• EXERCISE DESCRIPTION:
Scan the listing below and copy each line holding the word "white".
**** RECORDS FOR THE TASK
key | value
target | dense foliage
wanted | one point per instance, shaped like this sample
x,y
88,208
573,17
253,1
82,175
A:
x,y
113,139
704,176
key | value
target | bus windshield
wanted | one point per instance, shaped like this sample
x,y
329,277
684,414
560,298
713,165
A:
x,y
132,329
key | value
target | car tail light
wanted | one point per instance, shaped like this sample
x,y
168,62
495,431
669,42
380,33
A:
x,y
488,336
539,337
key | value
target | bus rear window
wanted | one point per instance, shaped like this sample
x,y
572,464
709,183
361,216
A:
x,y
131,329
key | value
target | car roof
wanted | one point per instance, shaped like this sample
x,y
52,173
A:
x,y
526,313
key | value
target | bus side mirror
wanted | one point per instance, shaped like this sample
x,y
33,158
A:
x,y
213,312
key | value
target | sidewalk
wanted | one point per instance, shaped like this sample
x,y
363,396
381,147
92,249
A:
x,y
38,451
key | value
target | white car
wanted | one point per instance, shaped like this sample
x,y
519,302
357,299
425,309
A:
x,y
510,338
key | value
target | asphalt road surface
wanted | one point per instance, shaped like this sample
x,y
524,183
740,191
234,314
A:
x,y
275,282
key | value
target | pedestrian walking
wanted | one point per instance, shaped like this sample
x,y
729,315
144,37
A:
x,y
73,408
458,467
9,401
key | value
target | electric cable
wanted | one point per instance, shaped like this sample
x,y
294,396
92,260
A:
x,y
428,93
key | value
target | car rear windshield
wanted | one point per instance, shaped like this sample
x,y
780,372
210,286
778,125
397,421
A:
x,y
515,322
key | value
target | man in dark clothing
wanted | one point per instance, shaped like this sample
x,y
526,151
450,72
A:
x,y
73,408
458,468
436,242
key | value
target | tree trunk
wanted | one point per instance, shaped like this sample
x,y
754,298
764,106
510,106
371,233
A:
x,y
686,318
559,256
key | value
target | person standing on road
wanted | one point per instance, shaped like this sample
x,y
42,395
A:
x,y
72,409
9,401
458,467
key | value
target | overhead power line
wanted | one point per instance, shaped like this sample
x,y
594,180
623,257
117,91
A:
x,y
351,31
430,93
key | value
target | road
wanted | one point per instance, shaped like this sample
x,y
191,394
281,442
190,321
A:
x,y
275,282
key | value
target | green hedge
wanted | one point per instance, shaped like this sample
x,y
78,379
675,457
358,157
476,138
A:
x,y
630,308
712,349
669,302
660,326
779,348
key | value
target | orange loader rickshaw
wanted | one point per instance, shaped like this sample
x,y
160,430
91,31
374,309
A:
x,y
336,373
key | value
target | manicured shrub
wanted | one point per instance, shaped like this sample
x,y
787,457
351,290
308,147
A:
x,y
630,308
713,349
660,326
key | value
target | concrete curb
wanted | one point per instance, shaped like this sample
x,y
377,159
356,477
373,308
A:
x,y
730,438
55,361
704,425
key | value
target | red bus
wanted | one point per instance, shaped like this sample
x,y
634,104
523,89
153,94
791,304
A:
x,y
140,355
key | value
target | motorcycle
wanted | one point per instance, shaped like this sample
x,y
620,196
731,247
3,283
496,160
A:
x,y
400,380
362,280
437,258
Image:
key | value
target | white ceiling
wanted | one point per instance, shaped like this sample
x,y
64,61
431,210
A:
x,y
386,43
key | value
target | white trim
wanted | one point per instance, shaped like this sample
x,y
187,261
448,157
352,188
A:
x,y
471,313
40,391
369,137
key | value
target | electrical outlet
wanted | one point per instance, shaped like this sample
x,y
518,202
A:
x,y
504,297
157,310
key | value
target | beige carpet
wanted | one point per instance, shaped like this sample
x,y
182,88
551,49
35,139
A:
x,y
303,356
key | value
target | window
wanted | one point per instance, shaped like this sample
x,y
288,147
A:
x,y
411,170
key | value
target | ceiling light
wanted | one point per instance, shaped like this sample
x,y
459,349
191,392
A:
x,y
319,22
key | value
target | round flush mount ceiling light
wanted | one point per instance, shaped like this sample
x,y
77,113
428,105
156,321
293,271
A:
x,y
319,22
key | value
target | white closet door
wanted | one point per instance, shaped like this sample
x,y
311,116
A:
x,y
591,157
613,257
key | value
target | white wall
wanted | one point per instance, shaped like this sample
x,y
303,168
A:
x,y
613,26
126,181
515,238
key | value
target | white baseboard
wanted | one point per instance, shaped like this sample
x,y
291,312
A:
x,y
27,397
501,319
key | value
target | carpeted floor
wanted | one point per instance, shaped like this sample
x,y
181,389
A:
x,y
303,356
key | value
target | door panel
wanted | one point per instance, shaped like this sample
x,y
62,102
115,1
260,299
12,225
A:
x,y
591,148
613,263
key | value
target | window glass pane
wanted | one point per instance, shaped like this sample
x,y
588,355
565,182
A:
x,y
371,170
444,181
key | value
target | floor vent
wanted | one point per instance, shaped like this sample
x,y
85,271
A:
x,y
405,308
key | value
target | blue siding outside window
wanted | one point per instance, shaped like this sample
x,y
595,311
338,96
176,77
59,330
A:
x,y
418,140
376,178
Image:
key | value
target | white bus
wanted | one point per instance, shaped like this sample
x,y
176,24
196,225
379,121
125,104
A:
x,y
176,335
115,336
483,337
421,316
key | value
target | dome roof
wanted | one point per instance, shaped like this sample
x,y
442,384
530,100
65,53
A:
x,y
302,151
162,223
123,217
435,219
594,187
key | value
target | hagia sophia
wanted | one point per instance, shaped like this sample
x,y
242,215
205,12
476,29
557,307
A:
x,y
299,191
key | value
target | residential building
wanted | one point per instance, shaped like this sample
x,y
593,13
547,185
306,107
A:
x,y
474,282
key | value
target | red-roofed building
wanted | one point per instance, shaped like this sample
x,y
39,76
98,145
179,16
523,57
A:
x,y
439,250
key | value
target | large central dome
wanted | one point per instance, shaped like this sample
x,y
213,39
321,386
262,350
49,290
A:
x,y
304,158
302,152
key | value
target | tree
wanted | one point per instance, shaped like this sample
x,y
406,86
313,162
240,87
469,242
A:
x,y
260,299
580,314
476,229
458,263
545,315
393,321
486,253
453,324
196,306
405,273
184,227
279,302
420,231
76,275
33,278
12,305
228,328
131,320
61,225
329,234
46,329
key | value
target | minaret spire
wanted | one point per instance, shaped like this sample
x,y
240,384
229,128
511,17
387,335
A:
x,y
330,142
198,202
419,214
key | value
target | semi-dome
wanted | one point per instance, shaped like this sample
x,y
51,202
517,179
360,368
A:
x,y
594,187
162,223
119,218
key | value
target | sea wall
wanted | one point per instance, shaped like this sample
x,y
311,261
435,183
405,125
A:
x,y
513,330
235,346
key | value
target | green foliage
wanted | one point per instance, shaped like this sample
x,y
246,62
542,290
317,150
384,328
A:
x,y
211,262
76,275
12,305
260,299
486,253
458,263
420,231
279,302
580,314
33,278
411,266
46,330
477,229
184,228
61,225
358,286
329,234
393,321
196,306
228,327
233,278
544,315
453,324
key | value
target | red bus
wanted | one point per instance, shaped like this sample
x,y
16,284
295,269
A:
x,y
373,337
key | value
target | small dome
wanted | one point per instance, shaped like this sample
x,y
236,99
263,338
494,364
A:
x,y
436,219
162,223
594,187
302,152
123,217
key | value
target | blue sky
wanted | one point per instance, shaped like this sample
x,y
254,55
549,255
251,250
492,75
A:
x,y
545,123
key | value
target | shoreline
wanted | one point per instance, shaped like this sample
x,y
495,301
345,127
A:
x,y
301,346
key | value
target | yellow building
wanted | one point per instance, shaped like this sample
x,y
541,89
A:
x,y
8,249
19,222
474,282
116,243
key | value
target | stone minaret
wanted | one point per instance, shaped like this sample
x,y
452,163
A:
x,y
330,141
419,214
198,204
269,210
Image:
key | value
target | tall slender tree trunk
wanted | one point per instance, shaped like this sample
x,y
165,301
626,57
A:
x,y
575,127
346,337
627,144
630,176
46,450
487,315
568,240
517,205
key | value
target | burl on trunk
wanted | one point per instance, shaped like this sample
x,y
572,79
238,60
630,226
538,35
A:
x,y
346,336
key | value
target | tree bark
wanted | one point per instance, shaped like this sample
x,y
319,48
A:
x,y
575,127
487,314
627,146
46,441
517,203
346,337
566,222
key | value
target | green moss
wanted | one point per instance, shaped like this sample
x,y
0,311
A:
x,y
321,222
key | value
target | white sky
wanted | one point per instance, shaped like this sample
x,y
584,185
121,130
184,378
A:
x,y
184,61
********
• YOUR SOLUTION:
target | white car
target | white ceiling
target | white trim
target | white closet door
target | white wall
target | white baseboard
target | white bus
target | white sky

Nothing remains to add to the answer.